[Exercise goal]: Write out the full listing exactly as given, minus the images.

Entries from a pointing dataset:
____________
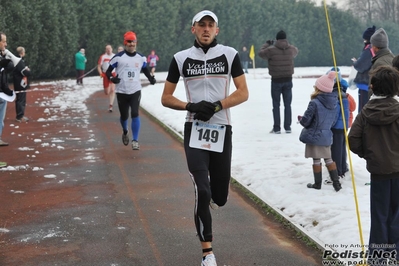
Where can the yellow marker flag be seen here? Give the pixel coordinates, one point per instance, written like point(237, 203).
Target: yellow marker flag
point(252, 52)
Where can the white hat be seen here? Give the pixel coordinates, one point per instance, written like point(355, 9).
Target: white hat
point(204, 13)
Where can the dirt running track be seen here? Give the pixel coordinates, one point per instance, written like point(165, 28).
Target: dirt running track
point(74, 195)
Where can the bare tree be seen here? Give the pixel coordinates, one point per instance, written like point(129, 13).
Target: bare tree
point(374, 10)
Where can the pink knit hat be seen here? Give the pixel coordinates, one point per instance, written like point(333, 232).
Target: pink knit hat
point(326, 82)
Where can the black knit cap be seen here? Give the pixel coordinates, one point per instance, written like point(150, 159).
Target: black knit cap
point(368, 33)
point(281, 35)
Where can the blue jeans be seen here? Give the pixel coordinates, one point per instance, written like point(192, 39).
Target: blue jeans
point(285, 89)
point(3, 108)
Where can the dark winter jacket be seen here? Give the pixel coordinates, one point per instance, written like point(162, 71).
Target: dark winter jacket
point(21, 76)
point(280, 57)
point(318, 119)
point(339, 124)
point(363, 65)
point(6, 66)
point(244, 56)
point(374, 136)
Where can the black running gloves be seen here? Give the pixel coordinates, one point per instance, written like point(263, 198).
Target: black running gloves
point(204, 110)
____________
[Task result]:
Where can the yellow marker flag be seen here? Give the pixel coordinates, one point per instance, written like point(237, 203).
Target: yellow marker flag
point(252, 52)
Where can the white hat be seen here? Give the pixel coordinates, one point per instance, written like point(355, 9).
Target: white hat
point(204, 13)
Where can the dirt running track be seen here? Give the pixel coordinates, one point per instance, written like point(165, 28).
Target: dirt running track
point(74, 195)
Where can the bare tree be seen here? Give the pixel coordinates, one point per instance, written like point(129, 13).
Target: bare tree
point(374, 10)
Where can the pink knit hat be seen here? Give the pixel coordinates, one point per instance, written like point(333, 232).
Target: pink knit hat
point(326, 82)
Where can the black knit cap be seen here? Give the pixel coordinates, one point per instance, written like point(150, 159).
Target: black knit cap
point(368, 33)
point(281, 35)
Where can the blue jeans be seen here? Give the pixel coordinates, one point per instance, written like point(192, 39).
Target: blue jeans
point(285, 89)
point(3, 108)
Where can the dark winter jacket be seen here? Give the pixel coordinates, one point per instance, written like point(162, 71).
Target: dark winter jacket
point(21, 76)
point(280, 57)
point(318, 119)
point(339, 124)
point(363, 65)
point(6, 66)
point(244, 56)
point(374, 136)
Where can the black running gloves be seen here? Give the pixel coordinates, one point per instance, written like point(263, 198).
Target: black running gloves
point(204, 110)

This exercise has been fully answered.